- [What you will do]
Print the data once more, exactly as given. Drop the pictures.
==== Listed records
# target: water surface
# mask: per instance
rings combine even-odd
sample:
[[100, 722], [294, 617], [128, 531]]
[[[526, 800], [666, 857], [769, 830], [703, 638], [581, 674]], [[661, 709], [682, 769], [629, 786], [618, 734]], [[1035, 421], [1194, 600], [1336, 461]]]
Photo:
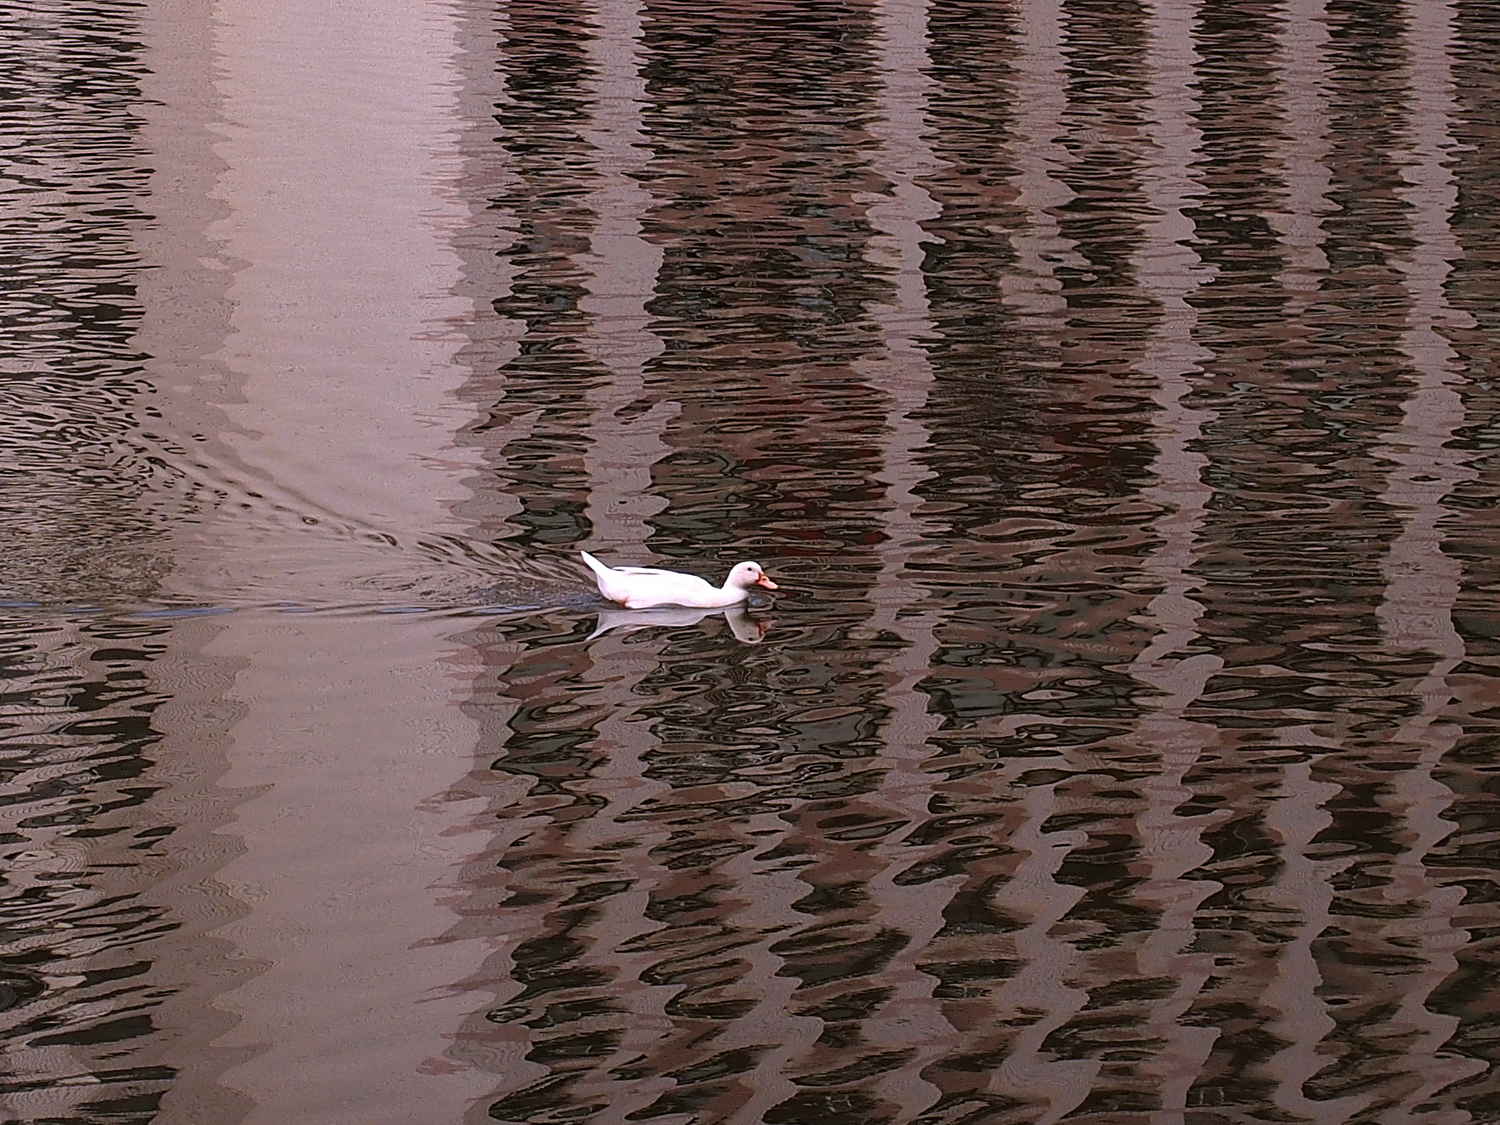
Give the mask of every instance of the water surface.
[[6, 1121], [1500, 1116], [1484, 6], [0, 35]]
========
- [Response]
# target: water surface
# mask: per instance
rings combine even-odd
sample:
[[100, 722], [294, 617], [128, 531]]
[[[526, 800], [666, 857], [769, 830], [703, 638], [581, 674]], [[661, 709], [682, 769], [629, 786], [618, 734]], [[1035, 421], [1194, 600], [1336, 461]]]
Photo:
Give the mask of every instance of the water surface.
[[6, 1121], [1500, 1116], [1484, 6], [0, 35]]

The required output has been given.